(Dataset records on object locations)
== == ==

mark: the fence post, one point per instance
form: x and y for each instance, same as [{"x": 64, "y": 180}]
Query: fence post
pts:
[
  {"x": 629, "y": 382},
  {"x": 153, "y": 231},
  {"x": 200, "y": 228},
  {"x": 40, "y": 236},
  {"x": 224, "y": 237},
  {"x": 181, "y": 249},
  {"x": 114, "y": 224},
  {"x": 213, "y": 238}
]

== == ==

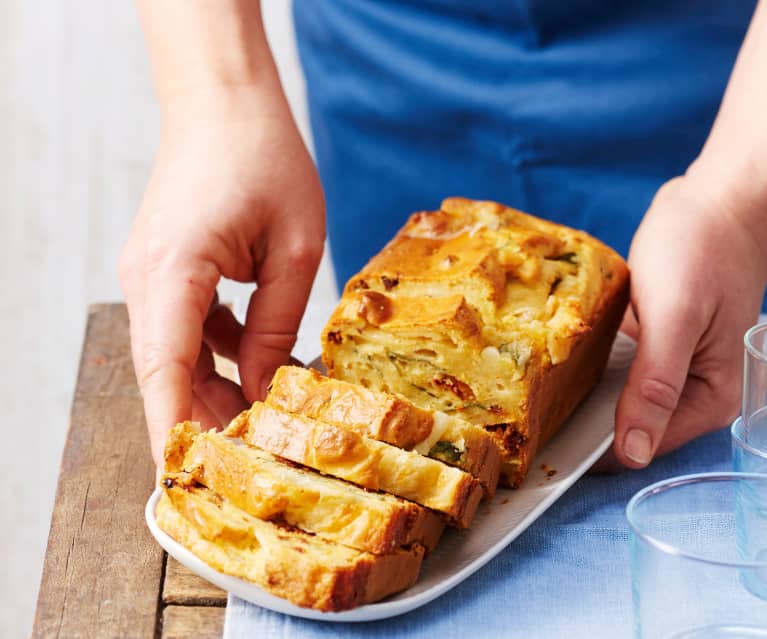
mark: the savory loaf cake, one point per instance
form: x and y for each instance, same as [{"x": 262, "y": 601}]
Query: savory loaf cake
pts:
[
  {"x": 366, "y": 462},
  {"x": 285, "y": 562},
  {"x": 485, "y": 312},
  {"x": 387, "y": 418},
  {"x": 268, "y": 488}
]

== == ==

Stated goal >>
Give only the number of lines in the items above that contain the string "post". Case counts.

Solved exercise >>
2